GOAL =
Reproduce, word for word, the rows below from the line containing "--target white cycling helmet" through the end of the rows, including both ends.

====================

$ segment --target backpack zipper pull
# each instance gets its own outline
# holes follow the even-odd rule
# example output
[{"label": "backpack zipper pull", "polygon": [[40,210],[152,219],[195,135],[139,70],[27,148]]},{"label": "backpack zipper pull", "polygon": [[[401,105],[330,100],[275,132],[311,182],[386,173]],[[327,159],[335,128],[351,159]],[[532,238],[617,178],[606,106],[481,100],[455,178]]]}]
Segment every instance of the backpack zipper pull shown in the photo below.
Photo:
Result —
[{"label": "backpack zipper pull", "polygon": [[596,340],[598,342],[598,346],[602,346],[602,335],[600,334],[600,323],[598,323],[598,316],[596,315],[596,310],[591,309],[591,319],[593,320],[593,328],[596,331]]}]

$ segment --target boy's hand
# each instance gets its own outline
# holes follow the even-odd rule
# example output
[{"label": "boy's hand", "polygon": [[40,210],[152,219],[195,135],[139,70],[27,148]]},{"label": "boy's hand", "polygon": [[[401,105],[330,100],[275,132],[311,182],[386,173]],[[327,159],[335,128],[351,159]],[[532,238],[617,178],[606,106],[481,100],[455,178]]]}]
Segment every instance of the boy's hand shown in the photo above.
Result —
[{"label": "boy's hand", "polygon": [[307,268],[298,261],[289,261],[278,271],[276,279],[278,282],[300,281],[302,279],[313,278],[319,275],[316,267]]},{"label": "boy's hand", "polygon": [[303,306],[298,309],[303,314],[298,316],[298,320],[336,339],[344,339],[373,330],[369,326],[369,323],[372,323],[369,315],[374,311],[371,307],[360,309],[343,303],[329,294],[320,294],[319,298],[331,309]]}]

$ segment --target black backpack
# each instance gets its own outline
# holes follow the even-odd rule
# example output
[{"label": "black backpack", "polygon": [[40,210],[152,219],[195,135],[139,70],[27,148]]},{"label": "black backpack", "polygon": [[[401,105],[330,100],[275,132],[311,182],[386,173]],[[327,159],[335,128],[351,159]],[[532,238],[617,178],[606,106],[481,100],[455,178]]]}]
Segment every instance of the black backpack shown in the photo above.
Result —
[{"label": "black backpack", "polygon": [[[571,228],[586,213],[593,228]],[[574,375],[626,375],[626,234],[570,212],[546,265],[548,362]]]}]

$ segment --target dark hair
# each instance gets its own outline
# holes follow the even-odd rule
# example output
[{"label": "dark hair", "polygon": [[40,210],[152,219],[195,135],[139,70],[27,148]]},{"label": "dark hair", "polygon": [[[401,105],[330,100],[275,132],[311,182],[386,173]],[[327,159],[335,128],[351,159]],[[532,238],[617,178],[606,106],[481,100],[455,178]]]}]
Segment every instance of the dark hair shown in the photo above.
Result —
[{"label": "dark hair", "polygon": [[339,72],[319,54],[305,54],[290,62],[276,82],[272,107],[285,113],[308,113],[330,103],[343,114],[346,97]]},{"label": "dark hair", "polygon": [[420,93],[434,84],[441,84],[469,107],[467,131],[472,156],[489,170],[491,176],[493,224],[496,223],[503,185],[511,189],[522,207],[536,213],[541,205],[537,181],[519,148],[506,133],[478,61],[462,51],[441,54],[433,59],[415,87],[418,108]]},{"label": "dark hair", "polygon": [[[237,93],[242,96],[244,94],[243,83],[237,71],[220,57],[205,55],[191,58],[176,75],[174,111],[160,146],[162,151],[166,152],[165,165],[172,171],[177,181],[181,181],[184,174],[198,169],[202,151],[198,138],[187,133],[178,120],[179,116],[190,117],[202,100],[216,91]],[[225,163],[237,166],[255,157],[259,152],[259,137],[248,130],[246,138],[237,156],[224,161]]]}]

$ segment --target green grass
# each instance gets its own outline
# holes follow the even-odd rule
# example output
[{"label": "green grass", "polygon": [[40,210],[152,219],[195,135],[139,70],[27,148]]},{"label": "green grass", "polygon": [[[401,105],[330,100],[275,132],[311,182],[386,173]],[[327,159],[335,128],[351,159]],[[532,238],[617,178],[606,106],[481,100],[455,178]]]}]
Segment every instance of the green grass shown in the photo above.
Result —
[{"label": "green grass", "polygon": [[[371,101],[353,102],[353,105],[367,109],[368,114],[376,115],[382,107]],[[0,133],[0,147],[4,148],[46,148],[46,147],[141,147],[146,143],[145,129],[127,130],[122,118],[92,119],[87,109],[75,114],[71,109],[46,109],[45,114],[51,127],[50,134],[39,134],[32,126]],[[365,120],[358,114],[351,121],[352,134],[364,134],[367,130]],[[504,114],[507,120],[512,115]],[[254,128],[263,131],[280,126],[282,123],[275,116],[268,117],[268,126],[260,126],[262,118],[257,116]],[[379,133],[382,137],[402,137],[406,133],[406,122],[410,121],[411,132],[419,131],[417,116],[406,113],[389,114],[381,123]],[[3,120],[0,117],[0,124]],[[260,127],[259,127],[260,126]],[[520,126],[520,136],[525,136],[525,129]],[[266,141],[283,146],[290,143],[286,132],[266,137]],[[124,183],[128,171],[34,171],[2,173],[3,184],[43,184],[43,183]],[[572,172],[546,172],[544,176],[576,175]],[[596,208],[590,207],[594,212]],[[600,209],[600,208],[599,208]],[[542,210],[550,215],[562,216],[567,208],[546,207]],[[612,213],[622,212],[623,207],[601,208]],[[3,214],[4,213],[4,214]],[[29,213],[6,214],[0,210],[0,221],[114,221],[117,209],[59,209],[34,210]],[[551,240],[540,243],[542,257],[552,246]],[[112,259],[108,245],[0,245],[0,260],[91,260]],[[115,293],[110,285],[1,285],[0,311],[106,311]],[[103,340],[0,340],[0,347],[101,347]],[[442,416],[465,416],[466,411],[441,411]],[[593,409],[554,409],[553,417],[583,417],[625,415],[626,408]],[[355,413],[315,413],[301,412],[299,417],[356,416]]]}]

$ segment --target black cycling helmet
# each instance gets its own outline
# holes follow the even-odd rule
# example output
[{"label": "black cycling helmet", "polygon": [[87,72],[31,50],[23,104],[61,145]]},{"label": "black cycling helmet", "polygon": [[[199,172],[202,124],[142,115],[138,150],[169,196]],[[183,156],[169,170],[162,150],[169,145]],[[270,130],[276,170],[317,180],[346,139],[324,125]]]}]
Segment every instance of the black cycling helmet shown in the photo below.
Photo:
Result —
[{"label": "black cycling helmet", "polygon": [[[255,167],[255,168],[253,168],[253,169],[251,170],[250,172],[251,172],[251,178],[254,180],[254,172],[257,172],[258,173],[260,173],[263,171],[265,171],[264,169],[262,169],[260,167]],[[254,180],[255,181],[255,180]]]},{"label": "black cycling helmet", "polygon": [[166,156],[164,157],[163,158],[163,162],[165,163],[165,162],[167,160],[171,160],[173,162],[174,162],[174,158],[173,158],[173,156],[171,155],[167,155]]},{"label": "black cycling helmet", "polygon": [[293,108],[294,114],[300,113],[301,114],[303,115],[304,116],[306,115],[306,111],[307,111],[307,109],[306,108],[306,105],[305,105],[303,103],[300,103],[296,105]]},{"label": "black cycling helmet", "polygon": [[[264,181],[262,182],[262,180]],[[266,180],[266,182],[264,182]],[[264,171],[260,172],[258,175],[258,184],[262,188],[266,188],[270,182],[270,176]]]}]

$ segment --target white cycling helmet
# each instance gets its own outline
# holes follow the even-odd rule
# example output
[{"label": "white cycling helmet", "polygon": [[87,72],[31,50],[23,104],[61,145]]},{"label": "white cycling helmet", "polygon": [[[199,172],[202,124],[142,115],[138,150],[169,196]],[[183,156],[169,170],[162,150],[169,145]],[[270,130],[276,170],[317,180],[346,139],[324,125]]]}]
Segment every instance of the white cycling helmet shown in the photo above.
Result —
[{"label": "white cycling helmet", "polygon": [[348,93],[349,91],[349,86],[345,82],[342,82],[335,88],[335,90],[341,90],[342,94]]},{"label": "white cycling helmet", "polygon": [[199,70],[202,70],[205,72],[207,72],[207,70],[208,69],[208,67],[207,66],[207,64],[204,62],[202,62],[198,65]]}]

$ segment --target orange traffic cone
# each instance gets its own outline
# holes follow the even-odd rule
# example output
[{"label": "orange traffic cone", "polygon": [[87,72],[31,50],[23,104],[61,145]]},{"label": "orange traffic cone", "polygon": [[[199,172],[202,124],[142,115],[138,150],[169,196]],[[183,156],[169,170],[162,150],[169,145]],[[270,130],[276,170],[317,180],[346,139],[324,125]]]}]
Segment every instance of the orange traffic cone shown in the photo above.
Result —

====================

RESPONSE =
$ segment --target white cycling helmet
# each instance gets its own outline
# holes follow the even-odd rule
# example output
[{"label": "white cycling helmet", "polygon": [[87,72],[31,50],[23,104],[61,145]]},{"label": "white cycling helmet", "polygon": [[[199,172],[202,124],[142,115],[138,150],[169,196]],[[183,156],[169,170],[162,150],[169,145]],[[270,130],[276,170],[317,180],[346,139],[324,125]]]}]
Segment every instance of the white cycling helmet shown in the photo above.
Result —
[{"label": "white cycling helmet", "polygon": [[348,93],[349,91],[349,86],[345,82],[342,82],[335,88],[335,90],[341,90],[342,94]]},{"label": "white cycling helmet", "polygon": [[199,70],[202,70],[205,72],[207,72],[207,70],[208,69],[208,67],[207,66],[207,64],[204,62],[202,62],[198,65]]}]

$ segment --target orange traffic cone
# each instance gets its own outline
# holes follow the even-odd rule
# example output
[{"label": "orange traffic cone", "polygon": [[87,72],[31,50],[23,104],[61,145]]},{"label": "orange traffic cone", "polygon": [[[199,172],[202,124],[142,115],[138,150],[169,196]],[[183,156],[169,170],[162,150],[169,145]],[[270,130],[276,170],[317,180],[346,139],[324,125]]]}]
Segment every instance of the orange traffic cone shown in the photo above.
Result —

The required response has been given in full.